Material provided
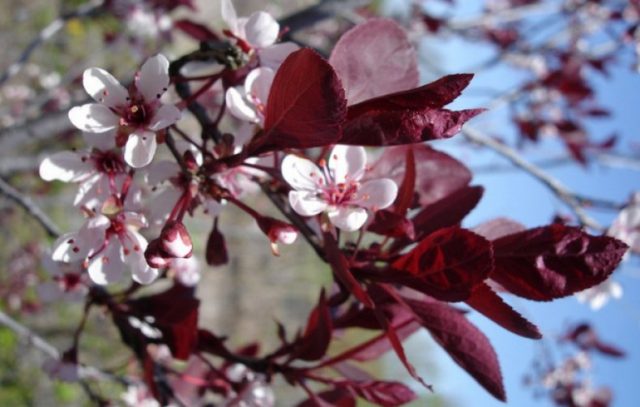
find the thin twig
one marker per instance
(32, 209)
(559, 189)
(51, 351)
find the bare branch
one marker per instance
(38, 342)
(572, 200)
(32, 209)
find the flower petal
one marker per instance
(261, 29)
(274, 55)
(67, 166)
(141, 272)
(160, 171)
(94, 118)
(102, 141)
(104, 88)
(65, 249)
(239, 107)
(258, 84)
(153, 79)
(376, 194)
(347, 163)
(348, 218)
(230, 16)
(301, 174)
(306, 203)
(107, 267)
(165, 117)
(140, 149)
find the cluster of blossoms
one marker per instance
(569, 382)
(302, 126)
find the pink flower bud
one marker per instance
(176, 241)
(277, 231)
(155, 256)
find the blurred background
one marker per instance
(244, 299)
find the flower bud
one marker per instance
(155, 256)
(175, 240)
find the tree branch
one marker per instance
(32, 209)
(572, 200)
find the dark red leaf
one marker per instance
(387, 394)
(554, 261)
(396, 343)
(306, 106)
(196, 31)
(375, 58)
(465, 343)
(437, 174)
(410, 116)
(391, 224)
(317, 335)
(432, 95)
(340, 266)
(394, 127)
(403, 325)
(406, 191)
(448, 211)
(484, 300)
(175, 315)
(216, 252)
(337, 397)
(447, 264)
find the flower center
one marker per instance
(136, 115)
(108, 162)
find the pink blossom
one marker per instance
(626, 226)
(337, 188)
(108, 245)
(136, 114)
(258, 32)
(100, 172)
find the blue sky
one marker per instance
(520, 197)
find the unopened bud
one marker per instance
(175, 239)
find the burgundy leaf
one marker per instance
(432, 95)
(405, 192)
(387, 394)
(317, 335)
(195, 30)
(403, 325)
(448, 211)
(174, 313)
(554, 261)
(216, 252)
(410, 116)
(465, 343)
(394, 127)
(396, 343)
(437, 174)
(388, 223)
(306, 106)
(447, 264)
(484, 300)
(341, 270)
(498, 227)
(375, 58)
(337, 397)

The task
Can you output the part of the records above that opens with the line containing "find the blurred background" and runs through the end of the records, copying those lines exactly?

Answer to the problem
find the blurred background
one marker per instance
(244, 299)
find the flower bud
one marker per instance
(155, 256)
(175, 240)
find the tree branch
one marker per instance
(32, 209)
(572, 200)
find the dark red leaf
one marker per instance
(387, 394)
(554, 261)
(396, 343)
(306, 106)
(196, 31)
(375, 58)
(465, 343)
(437, 174)
(410, 116)
(391, 224)
(317, 335)
(432, 95)
(340, 266)
(394, 127)
(403, 325)
(406, 191)
(448, 211)
(484, 300)
(175, 315)
(216, 252)
(337, 397)
(447, 264)
find the flower center
one marker per instance
(136, 115)
(108, 162)
find the pink blossom
one marker per instance
(626, 226)
(337, 188)
(108, 245)
(136, 114)
(258, 32)
(100, 172)
find the blue sky
one marker per instance
(520, 197)
find the unopened bud
one marker per instance
(175, 239)
find the burgundy leaf
one marker per instance
(432, 95)
(405, 192)
(387, 394)
(317, 335)
(195, 30)
(403, 325)
(448, 211)
(174, 313)
(554, 261)
(216, 252)
(410, 116)
(465, 343)
(394, 127)
(396, 343)
(437, 174)
(388, 223)
(306, 106)
(447, 264)
(484, 300)
(341, 270)
(498, 227)
(375, 58)
(337, 397)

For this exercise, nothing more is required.